Labeled-object pointing entries:
▼
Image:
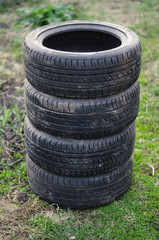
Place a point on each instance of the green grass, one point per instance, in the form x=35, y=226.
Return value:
x=45, y=15
x=135, y=215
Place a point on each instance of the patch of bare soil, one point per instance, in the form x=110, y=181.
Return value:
x=15, y=210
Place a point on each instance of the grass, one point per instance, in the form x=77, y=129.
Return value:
x=135, y=215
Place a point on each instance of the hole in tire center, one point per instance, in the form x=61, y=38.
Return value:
x=82, y=41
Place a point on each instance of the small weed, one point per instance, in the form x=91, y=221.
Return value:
x=46, y=15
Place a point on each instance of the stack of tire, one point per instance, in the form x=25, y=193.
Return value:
x=82, y=99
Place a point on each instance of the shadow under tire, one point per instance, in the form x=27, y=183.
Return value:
x=79, y=193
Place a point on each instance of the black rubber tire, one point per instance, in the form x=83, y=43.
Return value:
x=82, y=119
x=78, y=157
x=72, y=74
x=80, y=193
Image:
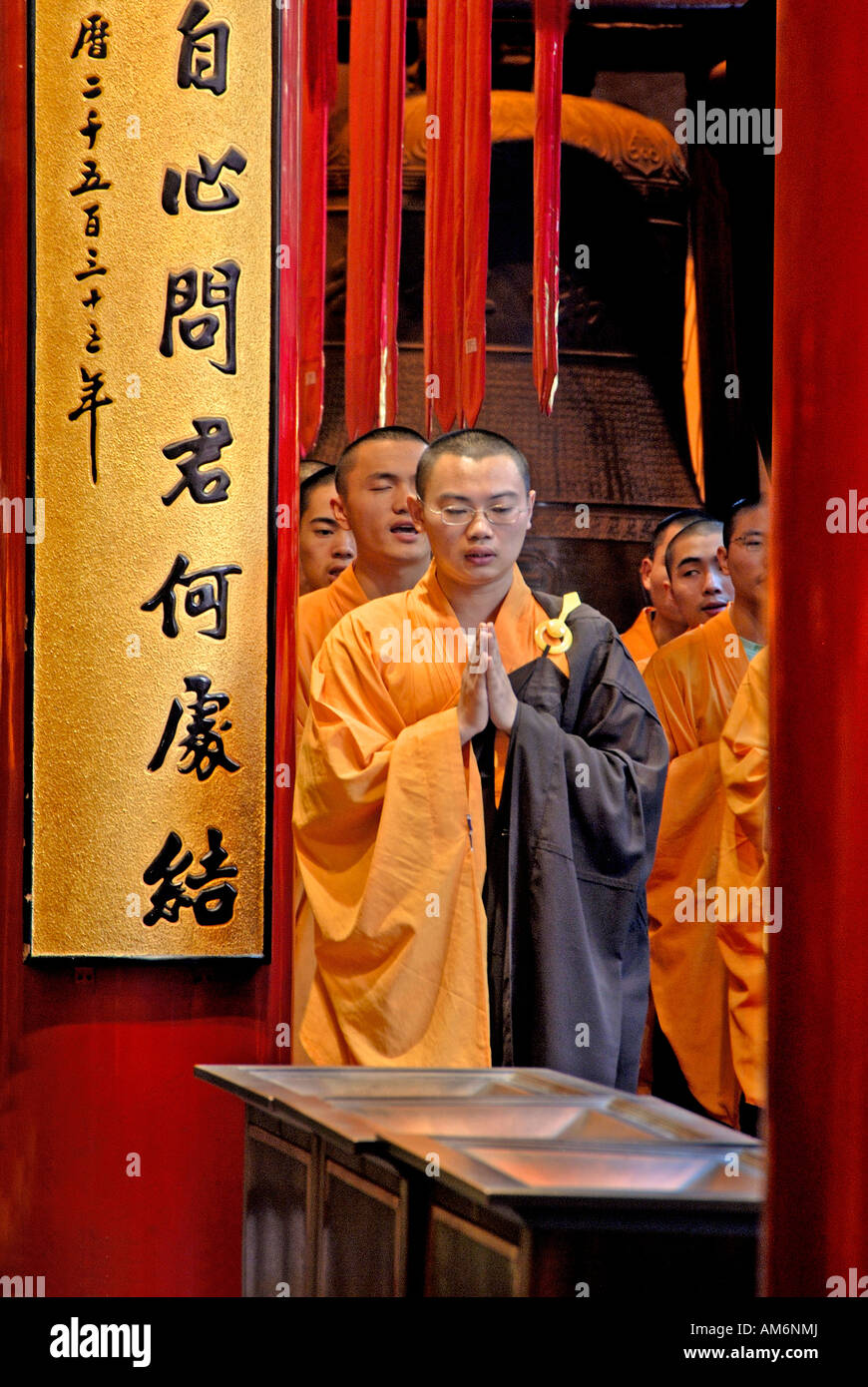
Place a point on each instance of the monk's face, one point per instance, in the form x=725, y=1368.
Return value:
x=381, y=477
x=697, y=583
x=324, y=548
x=654, y=579
x=479, y=551
x=746, y=559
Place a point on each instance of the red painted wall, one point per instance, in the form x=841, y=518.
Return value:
x=95, y=1070
x=818, y=963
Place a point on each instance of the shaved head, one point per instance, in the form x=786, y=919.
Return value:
x=678, y=545
x=474, y=444
x=351, y=454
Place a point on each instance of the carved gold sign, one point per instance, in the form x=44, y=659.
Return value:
x=152, y=203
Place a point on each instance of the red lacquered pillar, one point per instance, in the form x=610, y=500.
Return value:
x=93, y=1068
x=817, y=1223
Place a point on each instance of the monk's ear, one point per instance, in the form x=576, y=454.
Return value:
x=340, y=515
x=415, y=507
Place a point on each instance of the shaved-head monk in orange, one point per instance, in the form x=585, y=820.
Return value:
x=374, y=477
x=693, y=682
x=661, y=621
x=477, y=797
x=743, y=864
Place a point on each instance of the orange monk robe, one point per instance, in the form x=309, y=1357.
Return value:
x=693, y=682
x=640, y=637
x=743, y=752
x=397, y=893
x=316, y=614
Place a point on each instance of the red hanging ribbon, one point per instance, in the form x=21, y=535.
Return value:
x=277, y=982
x=319, y=91
x=551, y=20
x=373, y=245
x=458, y=180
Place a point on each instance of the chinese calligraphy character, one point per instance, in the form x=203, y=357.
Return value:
x=200, y=331
x=93, y=267
x=207, y=597
x=206, y=487
x=93, y=35
x=89, y=404
x=202, y=63
x=91, y=129
x=193, y=182
x=91, y=180
x=213, y=906
x=203, y=745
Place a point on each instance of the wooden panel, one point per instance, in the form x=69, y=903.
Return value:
x=279, y=1193
x=362, y=1233
x=469, y=1261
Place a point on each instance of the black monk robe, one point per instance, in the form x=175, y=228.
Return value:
x=569, y=849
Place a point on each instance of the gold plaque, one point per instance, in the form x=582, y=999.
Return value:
x=153, y=211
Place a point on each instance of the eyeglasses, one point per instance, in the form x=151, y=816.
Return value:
x=750, y=541
x=463, y=515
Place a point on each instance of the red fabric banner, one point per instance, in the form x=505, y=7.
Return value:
x=458, y=178
x=551, y=20
x=319, y=91
x=376, y=156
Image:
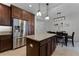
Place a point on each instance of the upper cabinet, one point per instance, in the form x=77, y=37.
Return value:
x=16, y=12
x=24, y=15
x=4, y=15
x=27, y=15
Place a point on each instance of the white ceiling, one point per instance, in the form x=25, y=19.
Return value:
x=35, y=6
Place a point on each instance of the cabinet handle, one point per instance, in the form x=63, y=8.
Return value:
x=31, y=45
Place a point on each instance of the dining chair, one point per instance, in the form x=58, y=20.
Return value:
x=60, y=39
x=71, y=38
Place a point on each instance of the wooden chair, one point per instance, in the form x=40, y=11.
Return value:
x=71, y=38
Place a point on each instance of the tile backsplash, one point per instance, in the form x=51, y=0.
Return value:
x=5, y=28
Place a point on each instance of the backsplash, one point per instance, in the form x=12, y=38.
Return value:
x=5, y=28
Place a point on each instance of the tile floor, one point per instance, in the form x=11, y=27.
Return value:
x=60, y=51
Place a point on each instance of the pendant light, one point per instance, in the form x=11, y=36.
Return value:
x=39, y=12
x=47, y=17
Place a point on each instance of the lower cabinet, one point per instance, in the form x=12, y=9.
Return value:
x=42, y=48
x=5, y=42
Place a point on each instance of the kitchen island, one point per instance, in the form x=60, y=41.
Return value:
x=42, y=44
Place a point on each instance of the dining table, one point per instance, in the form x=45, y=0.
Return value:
x=59, y=34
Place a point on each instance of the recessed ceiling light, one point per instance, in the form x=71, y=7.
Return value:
x=30, y=5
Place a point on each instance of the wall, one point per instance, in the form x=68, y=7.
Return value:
x=70, y=11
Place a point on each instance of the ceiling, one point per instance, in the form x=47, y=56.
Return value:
x=35, y=6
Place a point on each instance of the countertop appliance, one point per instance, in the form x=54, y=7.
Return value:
x=20, y=30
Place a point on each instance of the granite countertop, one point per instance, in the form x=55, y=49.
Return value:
x=5, y=33
x=40, y=36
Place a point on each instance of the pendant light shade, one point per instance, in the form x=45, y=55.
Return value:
x=47, y=17
x=39, y=12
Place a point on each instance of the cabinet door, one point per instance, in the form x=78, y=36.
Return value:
x=5, y=43
x=16, y=12
x=49, y=48
x=4, y=15
x=32, y=48
x=43, y=50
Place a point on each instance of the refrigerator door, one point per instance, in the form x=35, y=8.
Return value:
x=20, y=30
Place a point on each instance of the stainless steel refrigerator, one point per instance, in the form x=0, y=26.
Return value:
x=20, y=30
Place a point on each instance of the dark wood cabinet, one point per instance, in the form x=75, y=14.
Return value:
x=4, y=15
x=40, y=48
x=43, y=50
x=16, y=12
x=5, y=42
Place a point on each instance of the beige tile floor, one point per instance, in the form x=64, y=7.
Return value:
x=60, y=51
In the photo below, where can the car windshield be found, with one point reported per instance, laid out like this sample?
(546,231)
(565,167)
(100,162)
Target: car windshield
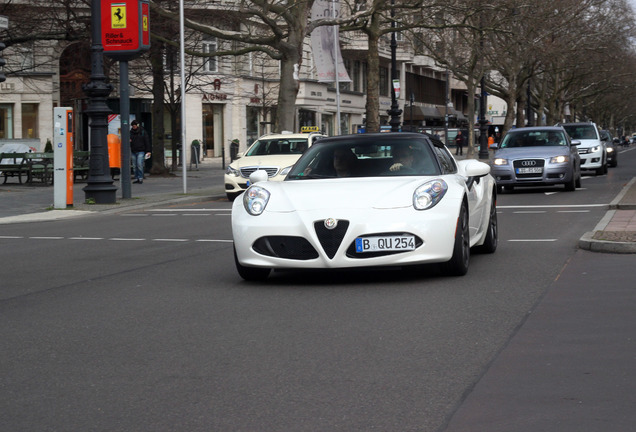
(373,158)
(278,146)
(534,139)
(581,131)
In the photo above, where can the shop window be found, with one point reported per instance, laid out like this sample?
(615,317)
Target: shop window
(210,64)
(6,121)
(30,120)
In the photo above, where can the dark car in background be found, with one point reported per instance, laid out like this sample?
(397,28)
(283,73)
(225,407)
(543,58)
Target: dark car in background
(612,147)
(536,156)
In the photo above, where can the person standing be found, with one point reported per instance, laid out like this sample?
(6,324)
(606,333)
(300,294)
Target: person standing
(459,143)
(140,149)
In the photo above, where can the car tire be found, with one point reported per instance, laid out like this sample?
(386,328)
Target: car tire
(458,264)
(252,274)
(570,186)
(492,236)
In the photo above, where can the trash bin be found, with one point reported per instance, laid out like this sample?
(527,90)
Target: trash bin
(234,149)
(195,155)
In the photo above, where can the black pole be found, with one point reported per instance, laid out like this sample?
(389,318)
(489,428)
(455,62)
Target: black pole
(395,110)
(124,93)
(100,188)
(483,123)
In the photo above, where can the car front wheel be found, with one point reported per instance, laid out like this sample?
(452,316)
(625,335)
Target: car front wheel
(458,264)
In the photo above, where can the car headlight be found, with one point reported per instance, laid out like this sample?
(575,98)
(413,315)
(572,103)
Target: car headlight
(560,159)
(232,171)
(255,199)
(429,194)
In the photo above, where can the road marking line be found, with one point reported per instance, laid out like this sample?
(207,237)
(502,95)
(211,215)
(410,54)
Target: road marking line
(533,240)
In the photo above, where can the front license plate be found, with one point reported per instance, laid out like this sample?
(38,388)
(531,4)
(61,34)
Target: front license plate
(529,170)
(385,243)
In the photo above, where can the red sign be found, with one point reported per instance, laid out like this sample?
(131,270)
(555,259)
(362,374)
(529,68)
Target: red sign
(125,28)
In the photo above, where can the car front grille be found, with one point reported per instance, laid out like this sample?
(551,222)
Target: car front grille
(528,163)
(330,239)
(289,247)
(246,171)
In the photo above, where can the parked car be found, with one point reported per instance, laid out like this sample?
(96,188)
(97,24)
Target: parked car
(593,151)
(536,156)
(274,153)
(612,148)
(385,199)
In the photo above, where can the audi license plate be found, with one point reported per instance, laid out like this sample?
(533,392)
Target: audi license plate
(533,170)
(385,243)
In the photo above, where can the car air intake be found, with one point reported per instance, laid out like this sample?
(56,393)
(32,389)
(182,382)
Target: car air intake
(285,247)
(330,239)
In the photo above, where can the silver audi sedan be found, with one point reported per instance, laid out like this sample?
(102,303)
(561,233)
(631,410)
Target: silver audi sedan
(536,156)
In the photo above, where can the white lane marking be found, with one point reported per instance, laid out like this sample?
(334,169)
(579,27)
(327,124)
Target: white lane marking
(532,240)
(184,210)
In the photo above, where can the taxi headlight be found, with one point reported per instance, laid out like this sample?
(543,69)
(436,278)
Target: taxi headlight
(429,194)
(560,159)
(255,200)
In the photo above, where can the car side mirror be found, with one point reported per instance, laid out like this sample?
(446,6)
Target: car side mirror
(258,176)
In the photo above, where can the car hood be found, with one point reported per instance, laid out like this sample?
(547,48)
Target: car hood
(532,152)
(355,193)
(266,160)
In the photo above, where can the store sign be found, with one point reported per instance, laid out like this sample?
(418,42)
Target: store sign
(125,28)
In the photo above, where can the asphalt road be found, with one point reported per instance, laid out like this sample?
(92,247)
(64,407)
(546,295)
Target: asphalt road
(139,321)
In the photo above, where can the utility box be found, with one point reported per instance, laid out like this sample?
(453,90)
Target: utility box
(63,157)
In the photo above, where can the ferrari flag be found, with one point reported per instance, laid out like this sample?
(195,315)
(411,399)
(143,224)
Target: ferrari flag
(325,43)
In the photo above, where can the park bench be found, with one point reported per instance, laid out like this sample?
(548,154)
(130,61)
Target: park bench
(81,166)
(39,166)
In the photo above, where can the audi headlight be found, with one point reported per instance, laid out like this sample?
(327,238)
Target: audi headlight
(560,159)
(255,199)
(429,194)
(232,171)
▲
(Request): Each line from the one containing "In the photo above, where can the store" to the final line of the entries above must be returned exactly, and no other line may appear.

(Answer to the problem):
In the photo above, where can the store sign be found, with one point reported per instance, laid out like this sample?
(418,42)
Target: store sign
(125,28)
In the photo above, where can the asphalt road be found, with one point reported per instance, laid out like this sample?
(92,247)
(64,407)
(546,295)
Target: asphalt road
(139,321)
In the photo above, where can the utility box be found, with one point reported per instance, laid out like this sample?
(453,90)
Target: utility box
(63,157)
In the photo above, where can the ferrari flag be found, with one point reported per instance, laid out like this sample?
(195,315)
(411,399)
(143,224)
Target: ferrari flag
(325,43)
In the photo above, where can the park bench be found, with one point reported per instance, laid out like this sample?
(548,154)
(130,61)
Target: park bench
(81,166)
(39,166)
In the photo above, where can the audi headlight be found, with one point reported per instance, laid out like this sample?
(327,238)
Target: audi headlight
(560,159)
(255,199)
(429,194)
(232,171)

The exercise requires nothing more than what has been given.